Documento:
---+---

314. Oggetto
del comandamento
Lavorerai per sei giorni, compiendo tutti i tuoi doveri. Ma il settimo
giorno è del Signore Dio tuo; in quello, nulla farete tu, tuo figlio e
tua figlia, il tuo servo e la tua serva, il tuo giumento, l'ospite che
dimora in casa tua; infatti in sei giorni il Signore fece il cielo, la
terra e tutto ciò che è in essi; e nel settimo giorno si riposo. Per
questo il Signore benedisse il sabato e lo santificò.
Con questo
comando della Legge è giustamente e ordinatamente prescritto quel culto
esterno che dobbiamo a Dio. Si tratta in fondo di un corollario del
precedente comandamento. Non possiamo infatti astenerci dal prestare
culto esterno e dall'offrire il nostro ringraziamento a Colui che
veneriamo nell'anima, ed in cui riponiamo la nostra fiducia e speranza.
E poiché le cure umane non permettono agevolmente agli uomini di
assolvere simile compito, è stato fissato un tempo in cui possano farlo
comodamente.
Trattandosi di comandamento che arreca mirabili frutti, preme che il
Parroco ponga ogni studio nel commentarlo. La prima parola della
formula: Ricordati, infiammerà già di per sé il suo zelo. Se i fedeli
devono ricordare il precetto, spetta al Pastore inculcarlo senza tregua
nei loro cuori. Quanto poi convenga ai fedeli rispettarlo, trasparisce
dal fatto che, ciò facendo, saranno portati a rispettare più facilmente
i rimanenti obblighi della legge. Infatti, fra le altre azioni da
compiere nei giorni festivi, v'è quella di recarsi in chiesa ad
ascoltare la parola di Dio. Una volta istruiti nelle divine
prescrizioni, i fedeli custodiranno con tutto il cuore la Legge del
Signore.

---+---

Record del dataset:

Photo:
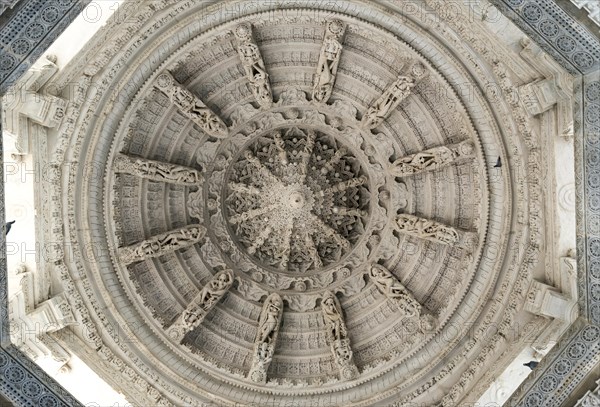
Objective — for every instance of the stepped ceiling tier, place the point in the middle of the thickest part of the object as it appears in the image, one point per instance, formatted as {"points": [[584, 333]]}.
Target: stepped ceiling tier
{"points": [[300, 204]]}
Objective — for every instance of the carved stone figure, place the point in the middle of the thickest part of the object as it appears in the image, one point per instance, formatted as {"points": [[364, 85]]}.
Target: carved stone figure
{"points": [[162, 244], [426, 229], [336, 329], [195, 312], [253, 65], [266, 337], [431, 159], [390, 99], [329, 59], [269, 320], [337, 336], [388, 285], [191, 106], [158, 171]]}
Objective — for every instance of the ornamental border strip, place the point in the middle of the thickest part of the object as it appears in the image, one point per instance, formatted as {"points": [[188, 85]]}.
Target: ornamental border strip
{"points": [[28, 30]]}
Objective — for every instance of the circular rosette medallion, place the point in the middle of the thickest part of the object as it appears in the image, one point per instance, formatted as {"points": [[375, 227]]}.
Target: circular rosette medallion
{"points": [[296, 200]]}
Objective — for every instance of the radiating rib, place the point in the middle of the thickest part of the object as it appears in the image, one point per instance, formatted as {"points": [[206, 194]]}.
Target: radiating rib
{"points": [[264, 171], [260, 240], [281, 148], [344, 185], [329, 59], [201, 305], [432, 159], [190, 105], [162, 244], [310, 143], [312, 250], [251, 214], [329, 231], [253, 65], [157, 170], [243, 188], [333, 160], [349, 212], [427, 229], [286, 243]]}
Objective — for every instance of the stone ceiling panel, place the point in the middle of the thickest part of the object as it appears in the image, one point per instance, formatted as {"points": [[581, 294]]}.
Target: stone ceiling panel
{"points": [[297, 203]]}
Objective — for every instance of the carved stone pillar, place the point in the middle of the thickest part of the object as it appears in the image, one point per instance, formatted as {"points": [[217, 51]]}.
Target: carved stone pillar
{"points": [[27, 105], [556, 88]]}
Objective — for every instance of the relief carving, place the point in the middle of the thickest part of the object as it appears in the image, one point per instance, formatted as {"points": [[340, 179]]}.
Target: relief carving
{"points": [[191, 106], [389, 286], [266, 337], [158, 171], [205, 301], [329, 59], [388, 101], [426, 229], [253, 64], [337, 336], [431, 159], [161, 244]]}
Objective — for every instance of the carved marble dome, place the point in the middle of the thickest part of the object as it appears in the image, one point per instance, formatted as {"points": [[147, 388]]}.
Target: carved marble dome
{"points": [[298, 204]]}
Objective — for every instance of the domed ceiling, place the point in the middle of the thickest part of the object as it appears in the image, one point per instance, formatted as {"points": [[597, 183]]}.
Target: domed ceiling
{"points": [[298, 205]]}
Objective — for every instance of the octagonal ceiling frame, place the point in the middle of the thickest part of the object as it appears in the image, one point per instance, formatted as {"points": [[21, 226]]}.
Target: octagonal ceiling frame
{"points": [[520, 12]]}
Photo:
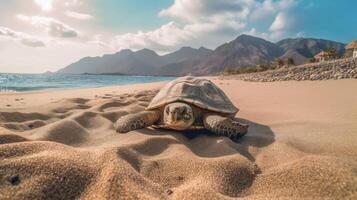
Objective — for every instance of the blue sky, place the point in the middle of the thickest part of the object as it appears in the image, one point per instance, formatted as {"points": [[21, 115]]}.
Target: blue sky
{"points": [[41, 35]]}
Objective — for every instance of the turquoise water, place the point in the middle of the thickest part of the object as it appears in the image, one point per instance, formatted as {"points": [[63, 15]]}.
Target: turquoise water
{"points": [[31, 82]]}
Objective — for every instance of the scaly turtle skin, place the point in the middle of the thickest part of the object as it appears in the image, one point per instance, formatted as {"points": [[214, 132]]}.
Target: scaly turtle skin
{"points": [[188, 103]]}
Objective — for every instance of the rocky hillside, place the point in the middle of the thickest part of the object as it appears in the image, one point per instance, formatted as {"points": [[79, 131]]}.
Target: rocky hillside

---+---

Trascrivi la parte del brano che comincia con "314. Oggetto" e finisce con "e lo santificò.", sostituendo "giumento" con "bestiame". Il materiale riportato dopo il brano è a sé stante e non fa parte del brano.

314. Oggetto
del comandamento
Lavorerai per sei giorni, compiendo tutti i tuoi doveri. Ma il settimo
giorno è del Signore Dio tuo; in quello, nulla farete tu, tuo figlio e
tua figlia, il tuo servo e la tua serva, il tuo bestiame, l'ospite che
dimora in casa tua; infatti in sei giorni il Signore fece il cielo, la
terra e tutto ciò che è in essi; e nel settimo giorno si riposo. Per
questo il Signore benedisse il sabato e lo santificò.